> _Text shown_:
- - - -

Or it was for me, a Leo who generally expects everyone and everything to bend to my iron will. Sourdough saw me and my iron will coming, pushed on its brass knuckles, cracked its neck from side to side like a movie henchman, and said, ‘Come on then, Princess, let’s dance.’
And that’s when sourdough opened up a can of whoop-ass on me.
Because it turns out there are so many ways you can fuck up sourdough bread. It’s nothing like baking with regular commercial yeast, where you generally get perfect, easily repeatable bread.
With sourdough, there are too many variables to grasp – types of flour, hydration level, room temperature, rising time, shaping technique, oven temperature, baking vessel…
So when your loaf comes out looking like a very impractical round brick, it’s really hard to tell which one (or combination) of the variables you got wrong. Is it underproved? Overproved? Was the oven slightly too hot when it went in? Not hot enough? Did you not shape it well enough?
It doesn’t help that our kitchen is either toasty hot or pretty cold, depending on the season and whether the fire’s on. So following someone else’s timings didn’t always help.
I made some hilariously flat loaves. I made underbaked loaves. I made overbaked loaves. I made loaves that had a really tight crumb in one end of the loaf, then a massive hole in the other end. (The pain of cutting into a loaf and finding a crater inside. Indescribable.)
But as a wise man (*cough* Rocky Balboa *cough*) once said. ‘It ain’t about how hard you can hit. It’s about how hard you can get hit and keep moving forward.’
So I took the weekly sourdough beatings and, gradually, got better. I tried different methods, timings and quantities, and found what worked for our schedule and kitchen. (Plus, I learned I could store my starter in the fridge, so it wouldn’t need daily feedings. Life-changing.)

- - - -

> _Information shown_:
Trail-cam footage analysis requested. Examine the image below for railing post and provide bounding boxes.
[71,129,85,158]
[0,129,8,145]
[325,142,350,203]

- - - -

> _What is expected_:
Copy out the sourdough text word for word from "Because it turns" to "didn’t always help.". You won't need the listing here.

> _Result of the task_:
Because it turns out there are so many ways you can fuck up sourdough bread. It’s nothing like baking with regular commercial yeast, where you generally get perfect, easily repeatable bread.
With sourdough, there are too many variables to grasp – types of flour, hydration level, room temperature, rising time, shaping technique, oven temperature, baking vessel…
So when your loaf comes out looking like a very impractical round brick, it’s really hard to tell which one (or combination) of the variables you got wrong. Is it underproved? Overproved? Was the oven slightly too hot when it went in? Not hot enough? Did you not shape it well enough?
It doesn’t help that our kitchen is either toasty hot or pretty cold, depending on the season and whether the fire’s on. So following someone else’s timings didn’t always help.